Marcelino Melo, também conhecido como Nenê, é um artista multimídia que trabalha com produções audiovisuais e mais recentemente está sendo reconhecido pelo seu trabalho com esculturas de pequenas casas que ilustram a vida nas periferias. Nascido em Alagoas, Nenê chegou a São Paulo no começo da adolescência e entrou em contato com o Hip Hop, momento que ele considera fundamental para o desenrolar de seus trabalhos. O projeto das esculturas, conhecido como Quebradinha, compõe a exposição de Carolina Maria de Jesus no Instituto Moreira Salles de São Paulo, além de somar mais de 190 mil seguidores no instagram, com vídeos e postagem que passam de milhões de visualizações.
Pequenas e precisas, as casinhas da Quebradinha não são representações exatas de lugares ou pontos específicos da cidade, mas sim uma síntese de tudo o que Nenê observou e coletou ao longo de sua vida. É um trabalho que, ao mesmo tempo que é afetivo e íntimo, também traz uma leitura precisa da periferia, destacando as problemáticas urgentes dessas áreas da cidade. A seguir, confira a entrevista completa:
Giovana Martino (Archdaily BR): Você nasceu em Alagoas e mudou para São Paulo ainda muito cedo, deparando-se com a violência de um grande centro urbano. Hoje você trabalha como artista que interpreta a cidade em diferentes linguagens (fotografia, esculturas e vídeo). Como foi sendo construída a sua relação com a cidade com o passar do tempo?
Nenê: Eu acredito que a minha relação com essa cidade não tenha sido diferente da relação da maioria que se parece comigo. Imagina só uma criança que nasceu e viveu na periferia de São Paulo. Provavelmente essas crianças têm as mesmas perspectivas e os mesmos caminhos sendo apontados. A violência atinge de formas diferentes quem tem vivências diferentes. Eu sendo um homem, negro, morador da zona sul de São Paulo, com 14, 15 ou 16 anos as perspectivas eram as mesmas pra qualquer um dali. Porém, há agravantes que só percebo hoje, depois de ter me construído como um jovem adulto com mais acesso às coisas. Esses agravantes são, por exemplo, ter nascido no sertão do Brasil. Isso vem com o sotaque, os costumes e daí vem a dificuldade de se encaixar em um grupo da escola, por exemplo. Então, acredito que minha relação com a cidade se constrói igual a qualquer outro jovem que pensa que vai trampar como entregador, ou que vai arrumar um trampo no centro e vai sair de casa 6h da manhã pra entrar às 9h e sair às 17h voltando de trem. São essas as perspectivas, as mesmas de qualquer outro jovem dali. Porém, depois que eu conheci o hip hop em 2011 ou 2012, comecei a entender um mundo um pouco mais político. Aí nesse momento a vida desse jovem preto periférico começa a destoar da vida do jovem preto periférico que não acessou o hip hop como eu — e a relação com a cidade muda um pouco.
● ● ● ● ●
Objetivo do exercício: Prossiga com a entrevista acima com o artista Nenê sobre a Quebradinha, começando logo depois da última frase apresentada.

[Trechos de um conjunto de dados de detecção]
● ● ● ● ●
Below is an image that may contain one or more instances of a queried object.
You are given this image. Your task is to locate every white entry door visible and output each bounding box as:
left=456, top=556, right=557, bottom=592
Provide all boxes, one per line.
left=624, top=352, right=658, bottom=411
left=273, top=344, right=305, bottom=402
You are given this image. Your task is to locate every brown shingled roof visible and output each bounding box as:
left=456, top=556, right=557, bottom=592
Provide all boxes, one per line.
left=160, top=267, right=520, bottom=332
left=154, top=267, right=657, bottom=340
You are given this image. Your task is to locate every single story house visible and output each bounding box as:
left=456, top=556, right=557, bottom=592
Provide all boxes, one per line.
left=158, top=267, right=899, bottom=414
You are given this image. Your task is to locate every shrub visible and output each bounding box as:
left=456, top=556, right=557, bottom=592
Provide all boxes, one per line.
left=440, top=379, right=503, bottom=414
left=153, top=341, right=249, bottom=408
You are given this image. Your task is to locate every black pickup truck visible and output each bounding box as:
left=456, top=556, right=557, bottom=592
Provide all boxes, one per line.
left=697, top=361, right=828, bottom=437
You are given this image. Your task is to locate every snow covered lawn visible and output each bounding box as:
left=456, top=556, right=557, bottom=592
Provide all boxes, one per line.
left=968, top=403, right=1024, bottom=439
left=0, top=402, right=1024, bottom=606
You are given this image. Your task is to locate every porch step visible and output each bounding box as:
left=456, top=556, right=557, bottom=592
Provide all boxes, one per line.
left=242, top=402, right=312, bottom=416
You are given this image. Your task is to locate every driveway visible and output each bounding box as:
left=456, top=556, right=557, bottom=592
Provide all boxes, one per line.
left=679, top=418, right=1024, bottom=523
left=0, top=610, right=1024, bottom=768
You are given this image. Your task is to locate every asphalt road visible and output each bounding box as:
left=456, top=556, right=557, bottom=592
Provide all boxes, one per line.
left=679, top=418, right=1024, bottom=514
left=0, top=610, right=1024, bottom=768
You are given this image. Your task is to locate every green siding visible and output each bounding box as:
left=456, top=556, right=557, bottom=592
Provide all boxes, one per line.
● ● ● ● ●
Resposta abaixo:
GM: Você teve vários trabalhos que te fizeram circular pela cidade. Esse percurso influenciou as esculturas da Quebradinha?
Nenê: Trabalhei com muitas coisas, em lava rápido, entreguei comida e também tive alguns empregos na Av. Paulista, por exemplo. Com certeza isso tem uma relação muito direta com meu trabalho. O ser humano consome a cidade e as vivências são nosso maior influenciador. Mas há também um aspecto pessoal. Eu me entendo desde muito cedo como uma pessoa observadora e sonhadora. A coisa que eu mais faço é sonhar. A Quebradinha existe a partir desses devaneios. Meus trabalhos têm uma relação muito direta com o que eu observo nas ruas e também com o que ouço das pessoas. Por exemplo, quando Sérgio Vaz, Emicida, Djonga, Linn da Quebrada, Liniker, dão uma entrevista, eu absorvo de alguma forma. Então, desde meu primeiro trabalho na zona sul, quando eu entregava água a pé no Jardim Rosana, eu observava as coisas. Muita coisa é da rua e muita coisa é feeling.
GM: Você trabalha também como fotógrafo aéreo. Entre a fotografia e as obras da quebradinha, você sai de uma escala grande, distante, para chegar no detalhe extremamente delicado e meticuloso. Como você vê essa diferença de escala?
Nenê: Quando comparamos a Quebradinha, como um lugar artístico de escultura e o Menino do Drone que é uma pesquisa da fotografia aérea periférica, acho que tem duas leituras diferentes. A Quebradinha traz essa leitura íntima, arquitetônica, da técnica, enquanto que em uma foto aérea você vê favela como um todo e, às vezes, nem distingue muita coisa. Porém, quando você vê a foto aérea, você tem uma visão muito ampla do que é a favela, tudo ali fica pequeno em tamanho, mas grande em representatividade. Acho que as duas coisas se complementam, já que a Quebradinha deriva do Menino do Drone.
GM: Nas suas entrevistas você se refere ao trabalho da Quebradinha como um “registro histórico dos saberes e tecnologias das periferias e favelas”, ao mesmo tempo que afirma que suas obras não são exatas reproduções de lugares existentes e sim um processo que sai do imaginário para o físico. Você acha que as suas obras de alguma forma resumem a estética da periferia?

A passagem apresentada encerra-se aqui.